## [Extrait du document]
Je tombe des nues. Devant mes hésitations, Michel me propose de faire ce deuxième vol avec un autre instructeur, tout aussi exigeant mais un peu moins “carré” qu’Hector.

Deux jours plus tard, je pars en double avec un “très vieil” Adc, qui devait approcher la quarantaine et dont le surnom, inspiré par des petites moustaches et un regard malicieux, rappelle un petit animal, genre furet.

Deuxième vol sans histoire et, dans la foulée, très fier, je pars en monoplace, escorté par l’instructeur qui vient de me lâcher. Salut à toi “La fouine”, merci l’Ancien.

Ce premier séjour sur F-100 est pour moi un souvenir merveilleux.

L’escadron est une unité soudée dont nous sommes membres à part entière. Les traditions et la personnalité de certains pilotes sont fortes…très fortes. Un groupe de cinq lieutenants anciens, tous chefs de patrouille, se charge, avec d’autres, de notre formation en vol, de l’ambiance et de notre “éducation” au sol. J’apprends beaucoup.

## [Consigne A]
Recopiez le passage du récit sur le F-100 situé entre « L’escadron est une » et « sol. J’apprends beaucoup. », ces deux bornes comprises.
## [Consigne B]
Poursuivez le récit de ce premier séjour sur F-100 après sa dernière phrase.

## [Données brutes]
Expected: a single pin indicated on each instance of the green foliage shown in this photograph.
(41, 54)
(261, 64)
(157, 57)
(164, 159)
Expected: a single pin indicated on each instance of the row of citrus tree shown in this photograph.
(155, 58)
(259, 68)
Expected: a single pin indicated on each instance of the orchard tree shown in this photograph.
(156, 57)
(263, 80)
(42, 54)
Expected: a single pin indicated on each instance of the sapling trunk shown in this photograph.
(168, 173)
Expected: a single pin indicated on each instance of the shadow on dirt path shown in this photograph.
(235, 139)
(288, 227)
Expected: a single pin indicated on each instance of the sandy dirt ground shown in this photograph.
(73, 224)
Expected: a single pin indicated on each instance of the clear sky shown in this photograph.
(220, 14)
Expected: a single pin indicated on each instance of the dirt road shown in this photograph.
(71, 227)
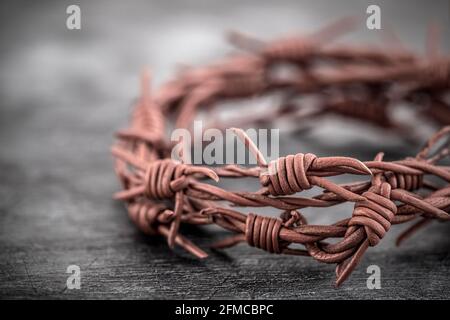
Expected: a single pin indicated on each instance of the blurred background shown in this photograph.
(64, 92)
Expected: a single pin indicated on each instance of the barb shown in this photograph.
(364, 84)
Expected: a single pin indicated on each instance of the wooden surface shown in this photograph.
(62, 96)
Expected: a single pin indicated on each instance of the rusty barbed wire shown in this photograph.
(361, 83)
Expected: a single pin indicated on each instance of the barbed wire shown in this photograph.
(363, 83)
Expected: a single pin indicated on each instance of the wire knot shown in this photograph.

## [Réponse attendue A]
L’escadron est une unité soudée dont nous sommes membres à part entière. Les traditions et la personnalité de certains pilotes sont fortes…très fortes. Un groupe de cinq lieutenants anciens, tous chefs de patrouille, se charge, avec d’autres, de notre formation en vol, de l’ambiance et de notre “éducation” au sol. J’apprends beaucoup.

## [Réponse attendue B]
Célibataire logeant sur la base, j’ai la chance de participer, souvent, à des missions qui décollent le matin de bonne heure. Il fait généralement encore nuit quand Manif, Cdt d’escadrille célibataire logeant sur la base lui aussi, donne un coup de pied dans la porte de ma chambre. J’ai vingt minutes pour le rejoindre à l’escadron ou au mess. Petit déjeuner, briefing, salut aux mécanos et décollage “à la fraîche” pour des missions, souvent au profit de l’Armée de terre, dans le Jura, le Massif Central, le Sud-ouest, ou les terrains de manœuvre en Allemagne.

Un an plus tard, c’est le déménagement vers la France des escadres basées en Allemagne. Comme la “3”, escadre sœur de la “11” et mon escadre d’affection définitive, vient de quitter Lahr et s’installe avec difficultés à Nancy-Ochey, le Cdt d’escadron me propose de rester un peu plus longtemps sur F-100 et de continuer mon entraînement. Banco !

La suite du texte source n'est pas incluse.